TEXTE FOURNI
* * * *
Le petit accident de l’Occident

 

Que les chantres de l’usure et de la ruine se rassurent, il n’y aura bientôt plus rien à oxyder en Occident. Pour la plupart, les occidentaux sont déjà oxydés ou sont en cours d’oxydation; et ils sont pour l’oxydation obligatoire des non-oxydés, qu’ils soient oxydables ou non.

Comment en sommes sommes-nous arrivés là ? Ce qui s’est passé est ceci : en se mécanisant, en s’automatisant, en somatisant l’automatisation, la civilisation occidentale a eu le destin d’une mécanique dépassée par sa propre vitesse ; elle a fait sa sortie de route il y a un moment, dans ce virage mal négocié qui donna lieu à la plus belle série de tonneaux de l’histoire humaine – un accident spectaculaire et d’une grande fécondité de spectacles, selon l’endroit du passager à l’intérieur du véhicule. Le dérapage engendra le tête-à-queue, qui se poursuivit en irrésistible glissement, pulvérisa le garde-fou et culmina pour ainsi dire par la chute – à pic – au fond du ravin qui se trouvait là depuis toujours.

Nous y sommes. De l’avis de beaucoup, cette chute avait été trop longue, trop déstabilisante, au point de laisser à certains la possibilité d’imaginer une marche-arrière, le rétrograde espoir d’une corniche, mais à la fin du siècle dernier, par la grâce de la pesanteur, nous connûmes la bienfaisante sécurité de l’écrasement. Plus bas, nous n’irions plus. Ni plus loin. Surtout, nous ne remonterions jamais. Nous eûmes la paix.
* * * *
Items d'étiquetage des contours d'images:
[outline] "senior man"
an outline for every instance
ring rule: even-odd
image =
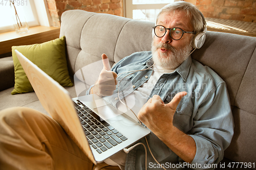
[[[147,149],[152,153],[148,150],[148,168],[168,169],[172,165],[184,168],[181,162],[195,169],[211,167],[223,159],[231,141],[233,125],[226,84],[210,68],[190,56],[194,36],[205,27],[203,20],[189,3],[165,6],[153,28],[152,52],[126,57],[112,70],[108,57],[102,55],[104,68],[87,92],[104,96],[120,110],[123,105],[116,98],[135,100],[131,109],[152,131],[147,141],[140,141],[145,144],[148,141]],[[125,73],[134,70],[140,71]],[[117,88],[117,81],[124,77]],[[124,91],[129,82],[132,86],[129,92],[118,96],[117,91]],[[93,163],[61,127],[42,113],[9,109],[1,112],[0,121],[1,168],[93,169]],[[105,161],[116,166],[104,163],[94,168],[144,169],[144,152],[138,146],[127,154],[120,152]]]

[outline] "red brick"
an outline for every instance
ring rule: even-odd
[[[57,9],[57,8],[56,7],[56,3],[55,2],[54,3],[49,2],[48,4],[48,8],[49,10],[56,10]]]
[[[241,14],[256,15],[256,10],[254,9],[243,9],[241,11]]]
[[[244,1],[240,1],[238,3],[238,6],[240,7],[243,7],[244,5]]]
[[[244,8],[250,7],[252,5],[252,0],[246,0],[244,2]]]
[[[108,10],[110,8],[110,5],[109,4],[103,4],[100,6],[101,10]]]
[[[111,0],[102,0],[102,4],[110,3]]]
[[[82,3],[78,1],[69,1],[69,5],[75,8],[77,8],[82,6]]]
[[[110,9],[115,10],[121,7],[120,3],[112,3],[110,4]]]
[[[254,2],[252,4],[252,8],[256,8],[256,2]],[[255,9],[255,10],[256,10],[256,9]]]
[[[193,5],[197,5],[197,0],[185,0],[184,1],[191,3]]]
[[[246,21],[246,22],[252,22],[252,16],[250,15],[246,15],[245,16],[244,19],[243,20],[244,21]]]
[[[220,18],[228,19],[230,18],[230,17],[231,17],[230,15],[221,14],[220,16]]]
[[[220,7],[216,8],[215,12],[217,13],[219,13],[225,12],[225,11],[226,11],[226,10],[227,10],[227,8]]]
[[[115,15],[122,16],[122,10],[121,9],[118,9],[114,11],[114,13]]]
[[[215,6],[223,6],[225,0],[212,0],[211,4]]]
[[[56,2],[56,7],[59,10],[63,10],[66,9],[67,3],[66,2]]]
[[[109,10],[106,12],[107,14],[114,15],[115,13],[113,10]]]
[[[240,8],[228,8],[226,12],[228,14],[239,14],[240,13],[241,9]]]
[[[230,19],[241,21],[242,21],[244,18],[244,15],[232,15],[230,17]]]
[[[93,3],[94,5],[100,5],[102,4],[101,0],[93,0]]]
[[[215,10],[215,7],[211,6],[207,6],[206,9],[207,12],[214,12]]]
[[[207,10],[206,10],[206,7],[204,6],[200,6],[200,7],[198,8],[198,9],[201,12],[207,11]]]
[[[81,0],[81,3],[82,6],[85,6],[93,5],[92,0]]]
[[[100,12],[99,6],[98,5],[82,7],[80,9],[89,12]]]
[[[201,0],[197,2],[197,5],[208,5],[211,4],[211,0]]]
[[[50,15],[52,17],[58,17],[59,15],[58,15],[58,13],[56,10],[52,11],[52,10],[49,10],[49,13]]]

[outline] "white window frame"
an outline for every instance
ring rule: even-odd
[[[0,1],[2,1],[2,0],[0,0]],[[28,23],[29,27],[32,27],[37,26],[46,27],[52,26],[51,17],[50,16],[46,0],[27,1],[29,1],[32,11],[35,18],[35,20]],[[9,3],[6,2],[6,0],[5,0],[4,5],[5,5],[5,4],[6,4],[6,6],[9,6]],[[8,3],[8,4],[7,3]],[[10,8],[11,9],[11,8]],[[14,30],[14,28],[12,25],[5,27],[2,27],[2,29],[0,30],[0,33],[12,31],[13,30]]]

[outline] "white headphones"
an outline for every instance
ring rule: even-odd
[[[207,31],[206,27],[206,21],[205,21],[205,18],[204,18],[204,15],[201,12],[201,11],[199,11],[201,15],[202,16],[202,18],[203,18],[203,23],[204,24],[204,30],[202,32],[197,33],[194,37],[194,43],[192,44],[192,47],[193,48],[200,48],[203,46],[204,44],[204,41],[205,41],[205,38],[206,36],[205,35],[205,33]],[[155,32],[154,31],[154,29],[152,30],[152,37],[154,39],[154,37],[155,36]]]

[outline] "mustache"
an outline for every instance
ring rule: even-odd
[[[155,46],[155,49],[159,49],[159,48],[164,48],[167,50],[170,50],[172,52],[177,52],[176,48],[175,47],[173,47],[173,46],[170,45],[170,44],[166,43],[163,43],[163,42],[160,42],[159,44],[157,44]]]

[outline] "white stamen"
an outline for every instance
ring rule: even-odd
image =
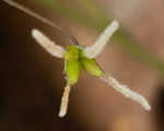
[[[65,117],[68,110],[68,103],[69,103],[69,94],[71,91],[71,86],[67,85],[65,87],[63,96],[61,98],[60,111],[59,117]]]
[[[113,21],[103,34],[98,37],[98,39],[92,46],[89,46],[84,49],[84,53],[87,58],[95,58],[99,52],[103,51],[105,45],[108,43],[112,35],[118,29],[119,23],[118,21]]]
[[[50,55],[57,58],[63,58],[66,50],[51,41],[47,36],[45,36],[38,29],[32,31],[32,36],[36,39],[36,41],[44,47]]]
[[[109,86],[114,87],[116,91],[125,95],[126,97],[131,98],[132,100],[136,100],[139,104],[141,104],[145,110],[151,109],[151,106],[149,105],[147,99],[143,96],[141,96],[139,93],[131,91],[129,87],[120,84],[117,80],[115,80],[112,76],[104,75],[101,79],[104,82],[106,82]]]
* * * *
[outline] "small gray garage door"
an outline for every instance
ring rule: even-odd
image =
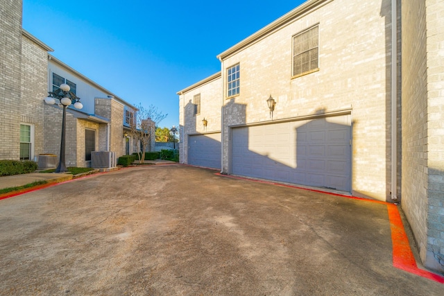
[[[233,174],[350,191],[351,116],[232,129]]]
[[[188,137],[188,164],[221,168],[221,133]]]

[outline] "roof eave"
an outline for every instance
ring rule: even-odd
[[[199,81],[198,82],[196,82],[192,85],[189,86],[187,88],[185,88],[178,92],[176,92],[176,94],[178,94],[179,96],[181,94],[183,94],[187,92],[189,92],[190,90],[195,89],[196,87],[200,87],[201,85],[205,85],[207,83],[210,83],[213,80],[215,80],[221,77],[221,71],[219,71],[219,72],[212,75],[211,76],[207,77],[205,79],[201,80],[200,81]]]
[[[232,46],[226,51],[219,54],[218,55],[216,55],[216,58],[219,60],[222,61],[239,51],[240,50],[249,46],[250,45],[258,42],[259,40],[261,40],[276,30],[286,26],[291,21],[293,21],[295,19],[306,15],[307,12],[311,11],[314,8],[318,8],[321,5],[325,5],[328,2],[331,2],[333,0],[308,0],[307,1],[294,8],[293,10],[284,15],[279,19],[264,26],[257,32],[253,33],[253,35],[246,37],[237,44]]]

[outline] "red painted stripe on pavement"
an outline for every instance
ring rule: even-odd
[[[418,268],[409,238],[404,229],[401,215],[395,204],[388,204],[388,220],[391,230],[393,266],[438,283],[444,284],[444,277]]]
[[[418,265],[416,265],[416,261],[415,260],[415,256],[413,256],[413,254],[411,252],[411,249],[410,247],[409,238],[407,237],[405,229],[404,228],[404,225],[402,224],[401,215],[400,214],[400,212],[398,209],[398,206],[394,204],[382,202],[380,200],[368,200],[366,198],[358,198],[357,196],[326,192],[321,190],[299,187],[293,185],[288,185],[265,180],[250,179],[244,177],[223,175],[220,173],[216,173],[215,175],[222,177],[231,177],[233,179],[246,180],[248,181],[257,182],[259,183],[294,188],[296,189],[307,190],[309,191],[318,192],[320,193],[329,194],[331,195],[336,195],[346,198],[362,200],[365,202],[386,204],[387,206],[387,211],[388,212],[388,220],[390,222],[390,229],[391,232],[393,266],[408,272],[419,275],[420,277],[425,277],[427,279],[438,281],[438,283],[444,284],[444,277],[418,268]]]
* * * *
CONSIGNE A
Dans le texte sur l'accident de l'Occident, la phrase qui commence par « Ce qui s'est passé est ceci » décrit comment la civilisation occidentale a changé. Donne les trois tournures qui l'expliquent.
CONSIGNE B
Renvoie mot pour mot le passage du texte sur l'accident de l'Occident qui commence à « Que les chantres » et se termine à « oxydables ou non. ».

RÉPONSE RÉDIGÉE A
en se mécanisant
en s'automatisant
en somatisant l'automatisation

RÉPONSE RÉDIGÉE B
Que les chantres de l’usure et de la ruine se rassurent, il n’y aura bientôt plus rien à oxyder en Occident. Pour la plupart, les occidentaux sont déjà oxydés ou sont en cours d’oxydation; et ils sont pour l’oxydation obligatoire des non-oxydés, qu’ils soient oxydables ou non.